* WHAT YOU WILL DO
Find "Pass the picture above and point out the woman's face, giving" and "Pass the picture above and point out the jacket zipper, giving" in the records below. Copy the lines holding them and every line between, exactly, and no others.

* RAW DATA
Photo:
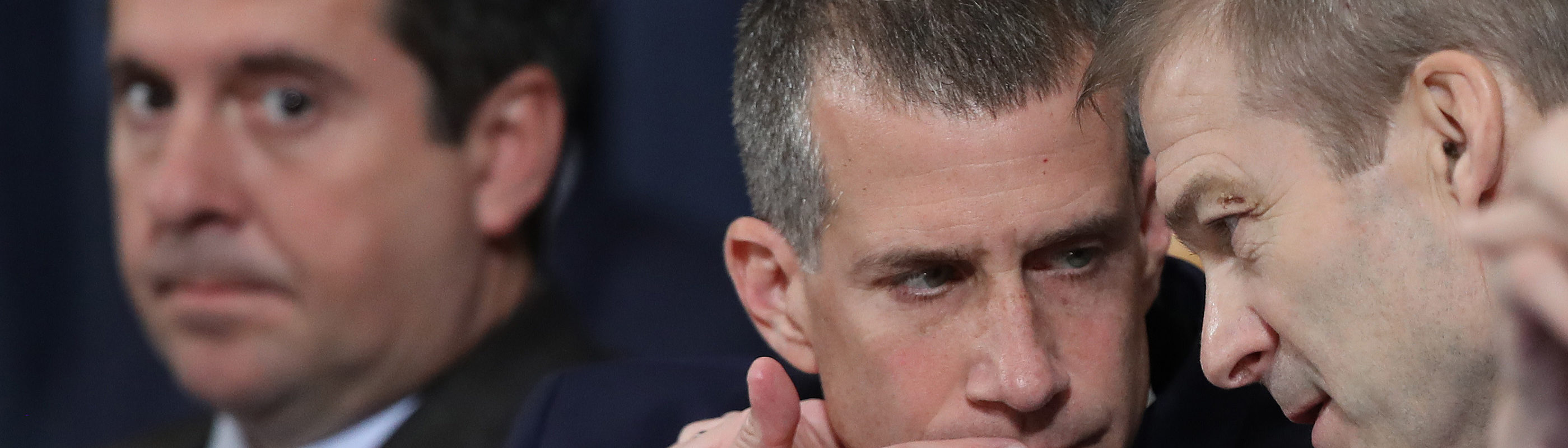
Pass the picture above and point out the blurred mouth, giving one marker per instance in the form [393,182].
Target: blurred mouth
[215,307]
[212,289]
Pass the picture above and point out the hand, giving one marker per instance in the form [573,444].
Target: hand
[778,419]
[1526,229]
[1526,234]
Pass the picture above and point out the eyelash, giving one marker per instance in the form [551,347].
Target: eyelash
[897,284]
[1223,229]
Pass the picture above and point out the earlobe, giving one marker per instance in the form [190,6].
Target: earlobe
[767,276]
[1462,104]
[513,144]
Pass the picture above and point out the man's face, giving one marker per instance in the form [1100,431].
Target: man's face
[1351,300]
[979,276]
[287,229]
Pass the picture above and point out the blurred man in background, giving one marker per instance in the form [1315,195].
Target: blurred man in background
[1321,157]
[949,243]
[1523,232]
[323,212]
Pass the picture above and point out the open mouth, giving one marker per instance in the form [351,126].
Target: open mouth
[1308,414]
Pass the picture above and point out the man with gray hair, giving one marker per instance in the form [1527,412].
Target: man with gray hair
[951,245]
[1321,157]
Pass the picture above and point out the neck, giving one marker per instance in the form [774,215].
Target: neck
[505,276]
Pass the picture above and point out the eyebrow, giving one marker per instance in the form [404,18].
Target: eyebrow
[128,68]
[1101,225]
[289,62]
[1184,215]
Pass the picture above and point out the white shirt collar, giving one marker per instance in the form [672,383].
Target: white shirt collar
[369,433]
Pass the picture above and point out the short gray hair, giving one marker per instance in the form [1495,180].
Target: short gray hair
[965,57]
[1338,66]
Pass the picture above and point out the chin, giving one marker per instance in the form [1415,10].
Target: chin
[226,375]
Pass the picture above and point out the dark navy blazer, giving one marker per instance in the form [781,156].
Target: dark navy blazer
[645,403]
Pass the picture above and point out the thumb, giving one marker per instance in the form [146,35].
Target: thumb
[775,408]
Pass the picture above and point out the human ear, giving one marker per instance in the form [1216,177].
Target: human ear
[1155,231]
[767,276]
[513,144]
[1462,102]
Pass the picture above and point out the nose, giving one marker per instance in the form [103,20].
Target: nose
[1237,347]
[193,179]
[1015,366]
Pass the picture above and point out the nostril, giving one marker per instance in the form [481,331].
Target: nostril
[1245,370]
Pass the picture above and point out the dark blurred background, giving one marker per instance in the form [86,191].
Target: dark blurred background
[635,240]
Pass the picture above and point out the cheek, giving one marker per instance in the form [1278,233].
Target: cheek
[378,248]
[888,386]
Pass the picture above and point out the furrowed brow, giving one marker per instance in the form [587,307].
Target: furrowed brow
[1104,225]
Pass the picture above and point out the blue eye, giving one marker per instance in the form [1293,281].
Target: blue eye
[285,104]
[1078,259]
[929,282]
[145,97]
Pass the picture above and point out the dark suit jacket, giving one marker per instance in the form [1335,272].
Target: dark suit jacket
[476,400]
[645,403]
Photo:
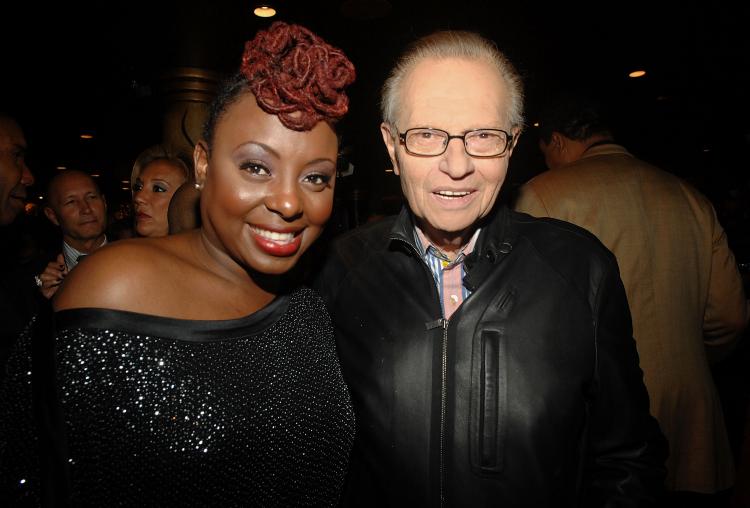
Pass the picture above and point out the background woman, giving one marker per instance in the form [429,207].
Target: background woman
[191,370]
[156,176]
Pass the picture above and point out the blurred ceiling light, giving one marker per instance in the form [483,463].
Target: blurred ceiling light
[264,11]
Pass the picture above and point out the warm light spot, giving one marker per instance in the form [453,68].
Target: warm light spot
[264,11]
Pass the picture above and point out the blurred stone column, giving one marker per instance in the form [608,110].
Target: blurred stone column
[188,92]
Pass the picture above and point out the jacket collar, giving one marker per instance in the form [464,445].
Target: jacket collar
[495,241]
[610,148]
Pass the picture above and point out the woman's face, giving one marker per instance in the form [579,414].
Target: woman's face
[267,190]
[152,191]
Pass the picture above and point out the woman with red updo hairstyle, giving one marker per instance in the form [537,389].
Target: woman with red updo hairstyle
[192,370]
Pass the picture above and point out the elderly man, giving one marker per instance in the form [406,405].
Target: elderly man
[15,176]
[683,286]
[489,354]
[17,304]
[77,206]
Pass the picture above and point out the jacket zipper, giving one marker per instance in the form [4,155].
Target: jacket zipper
[443,323]
[443,397]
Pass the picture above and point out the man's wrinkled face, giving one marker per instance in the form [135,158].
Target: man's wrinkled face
[77,206]
[450,193]
[15,176]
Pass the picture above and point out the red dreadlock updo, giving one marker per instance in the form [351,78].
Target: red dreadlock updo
[297,76]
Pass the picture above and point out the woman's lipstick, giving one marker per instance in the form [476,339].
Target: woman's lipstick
[277,243]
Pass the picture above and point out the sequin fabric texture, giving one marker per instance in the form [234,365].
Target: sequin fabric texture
[247,412]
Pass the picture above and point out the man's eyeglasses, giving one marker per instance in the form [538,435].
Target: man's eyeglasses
[478,143]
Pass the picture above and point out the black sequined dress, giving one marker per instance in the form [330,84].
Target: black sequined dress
[168,412]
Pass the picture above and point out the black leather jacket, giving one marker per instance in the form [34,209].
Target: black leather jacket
[531,395]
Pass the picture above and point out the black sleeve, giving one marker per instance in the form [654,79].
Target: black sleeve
[627,448]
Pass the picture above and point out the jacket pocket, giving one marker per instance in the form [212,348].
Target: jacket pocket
[488,401]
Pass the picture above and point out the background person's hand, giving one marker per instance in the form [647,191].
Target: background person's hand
[52,276]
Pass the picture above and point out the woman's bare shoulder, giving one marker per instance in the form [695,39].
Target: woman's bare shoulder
[125,275]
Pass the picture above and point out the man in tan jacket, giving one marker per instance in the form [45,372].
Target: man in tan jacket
[682,282]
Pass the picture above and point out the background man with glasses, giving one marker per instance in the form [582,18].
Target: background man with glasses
[489,354]
[684,289]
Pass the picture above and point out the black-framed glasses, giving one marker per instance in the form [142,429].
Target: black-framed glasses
[477,143]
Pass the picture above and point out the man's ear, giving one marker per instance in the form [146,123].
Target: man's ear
[557,142]
[516,133]
[200,161]
[390,144]
[50,214]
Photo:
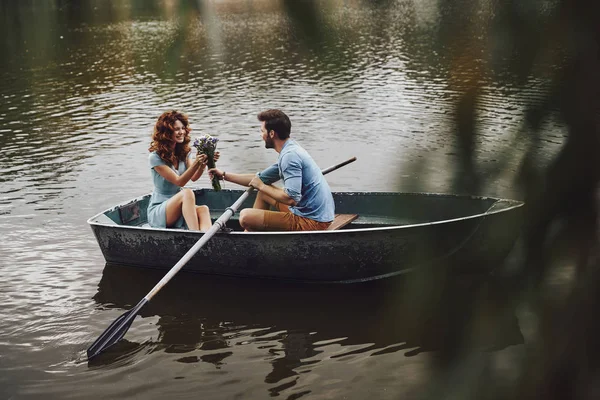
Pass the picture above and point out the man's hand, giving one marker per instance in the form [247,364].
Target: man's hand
[215,172]
[256,183]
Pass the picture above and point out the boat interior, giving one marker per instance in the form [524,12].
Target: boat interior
[373,209]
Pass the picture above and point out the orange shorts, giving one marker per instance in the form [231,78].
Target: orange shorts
[285,220]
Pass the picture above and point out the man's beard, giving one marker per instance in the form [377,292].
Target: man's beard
[269,144]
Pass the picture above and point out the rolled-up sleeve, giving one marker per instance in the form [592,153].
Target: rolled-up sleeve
[269,175]
[291,169]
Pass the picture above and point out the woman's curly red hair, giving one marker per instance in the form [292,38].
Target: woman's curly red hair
[162,138]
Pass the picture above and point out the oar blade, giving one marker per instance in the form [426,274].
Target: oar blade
[114,332]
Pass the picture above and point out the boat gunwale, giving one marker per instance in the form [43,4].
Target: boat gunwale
[517,204]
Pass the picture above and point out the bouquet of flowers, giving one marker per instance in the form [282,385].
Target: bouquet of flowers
[206,145]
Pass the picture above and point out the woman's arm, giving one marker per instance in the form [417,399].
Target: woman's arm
[167,172]
[190,163]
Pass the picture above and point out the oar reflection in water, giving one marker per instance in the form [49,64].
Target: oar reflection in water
[198,315]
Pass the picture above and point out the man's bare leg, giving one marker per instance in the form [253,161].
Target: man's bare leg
[252,219]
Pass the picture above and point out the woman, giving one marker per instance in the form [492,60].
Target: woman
[170,206]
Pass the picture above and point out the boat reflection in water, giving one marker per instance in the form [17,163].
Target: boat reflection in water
[210,318]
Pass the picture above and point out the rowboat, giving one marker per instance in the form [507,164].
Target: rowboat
[394,233]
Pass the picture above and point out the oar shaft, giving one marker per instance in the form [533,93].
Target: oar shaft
[219,223]
[119,327]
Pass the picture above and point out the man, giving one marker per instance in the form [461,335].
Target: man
[305,202]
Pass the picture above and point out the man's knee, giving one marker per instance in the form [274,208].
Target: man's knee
[248,219]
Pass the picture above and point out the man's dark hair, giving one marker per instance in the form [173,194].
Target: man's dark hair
[277,121]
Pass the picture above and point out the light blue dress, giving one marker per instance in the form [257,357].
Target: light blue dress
[163,191]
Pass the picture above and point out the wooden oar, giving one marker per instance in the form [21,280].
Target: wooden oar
[120,326]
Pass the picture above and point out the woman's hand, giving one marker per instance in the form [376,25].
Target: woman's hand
[201,160]
[215,172]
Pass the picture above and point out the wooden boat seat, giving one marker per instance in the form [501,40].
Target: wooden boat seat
[341,220]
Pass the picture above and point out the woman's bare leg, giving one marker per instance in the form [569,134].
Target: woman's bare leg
[203,218]
[252,219]
[183,203]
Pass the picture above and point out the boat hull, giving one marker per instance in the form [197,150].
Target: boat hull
[367,250]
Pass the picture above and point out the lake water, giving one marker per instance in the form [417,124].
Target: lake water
[81,86]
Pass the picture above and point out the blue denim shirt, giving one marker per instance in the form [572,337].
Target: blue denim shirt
[303,182]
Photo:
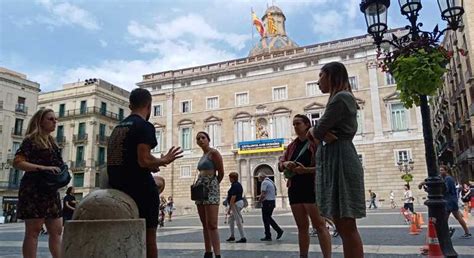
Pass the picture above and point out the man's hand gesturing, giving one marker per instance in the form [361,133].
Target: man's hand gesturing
[173,153]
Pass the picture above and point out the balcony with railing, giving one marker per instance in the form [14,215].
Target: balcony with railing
[21,109]
[101,139]
[78,165]
[79,138]
[100,164]
[61,140]
[17,133]
[89,111]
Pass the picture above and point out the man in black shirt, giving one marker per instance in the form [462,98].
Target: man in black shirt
[129,162]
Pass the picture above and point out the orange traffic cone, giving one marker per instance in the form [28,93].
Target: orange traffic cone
[434,250]
[421,221]
[413,226]
[465,215]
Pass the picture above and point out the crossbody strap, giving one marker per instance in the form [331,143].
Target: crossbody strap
[305,146]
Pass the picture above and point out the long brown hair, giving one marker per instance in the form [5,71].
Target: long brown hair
[36,133]
[338,77]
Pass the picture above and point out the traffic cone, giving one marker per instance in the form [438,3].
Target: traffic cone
[465,215]
[418,221]
[413,227]
[421,221]
[434,250]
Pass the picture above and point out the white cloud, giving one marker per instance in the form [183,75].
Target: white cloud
[126,73]
[191,25]
[327,23]
[103,43]
[67,14]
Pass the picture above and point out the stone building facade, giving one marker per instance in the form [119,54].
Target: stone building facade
[453,107]
[247,106]
[87,112]
[18,102]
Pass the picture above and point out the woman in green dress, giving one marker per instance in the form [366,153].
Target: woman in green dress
[339,173]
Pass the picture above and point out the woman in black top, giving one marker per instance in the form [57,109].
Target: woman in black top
[37,203]
[69,204]
[299,160]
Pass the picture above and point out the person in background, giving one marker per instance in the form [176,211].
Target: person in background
[466,195]
[37,203]
[170,207]
[236,204]
[340,192]
[299,159]
[267,198]
[408,199]
[211,173]
[451,198]
[393,204]
[69,204]
[372,199]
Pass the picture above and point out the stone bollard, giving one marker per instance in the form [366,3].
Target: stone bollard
[105,224]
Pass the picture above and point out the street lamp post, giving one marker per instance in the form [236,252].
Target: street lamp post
[406,166]
[375,12]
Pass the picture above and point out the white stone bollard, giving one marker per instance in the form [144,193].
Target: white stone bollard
[105,224]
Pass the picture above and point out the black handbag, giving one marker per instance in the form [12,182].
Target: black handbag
[199,192]
[56,181]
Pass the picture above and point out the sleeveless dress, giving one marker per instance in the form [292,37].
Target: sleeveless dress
[339,173]
[211,182]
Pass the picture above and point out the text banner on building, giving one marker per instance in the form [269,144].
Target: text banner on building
[259,146]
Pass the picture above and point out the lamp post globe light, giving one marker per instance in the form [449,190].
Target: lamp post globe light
[417,81]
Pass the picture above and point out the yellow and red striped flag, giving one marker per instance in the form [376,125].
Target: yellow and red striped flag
[258,24]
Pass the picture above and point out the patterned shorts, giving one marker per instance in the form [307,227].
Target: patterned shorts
[213,185]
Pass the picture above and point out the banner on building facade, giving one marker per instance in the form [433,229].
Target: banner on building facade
[262,145]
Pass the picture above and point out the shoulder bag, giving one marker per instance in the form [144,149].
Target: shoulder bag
[288,173]
[199,192]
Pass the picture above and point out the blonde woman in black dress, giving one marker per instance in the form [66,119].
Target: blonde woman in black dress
[37,203]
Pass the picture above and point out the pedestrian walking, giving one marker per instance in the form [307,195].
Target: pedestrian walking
[393,204]
[267,199]
[236,204]
[466,195]
[39,204]
[372,199]
[130,163]
[170,207]
[408,199]
[450,196]
[298,165]
[211,173]
[69,204]
[340,190]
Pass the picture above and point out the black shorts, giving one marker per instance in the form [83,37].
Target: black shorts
[302,189]
[148,202]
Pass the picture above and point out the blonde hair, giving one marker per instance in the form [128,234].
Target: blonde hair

* EXERCISE OUTPUT
Pass the picture above and point out the woman's face, giving one marker per instance in the form [579,414].
Target: woman's face
[267,190]
[152,191]
Pass the picture above and point out the woman with red updo hairstyle, giving one marker per instance in the form [537,389].
Target: woman with red updo hairstyle
[192,370]
Pass the picture above and point out the elderly man, giving one marker per instance in the form [406,405].
Target: elderly man
[15,176]
[683,286]
[489,354]
[17,304]
[77,206]
Pass the picture above and point out the jacket zipper, giving one marker per instance in the form [4,155].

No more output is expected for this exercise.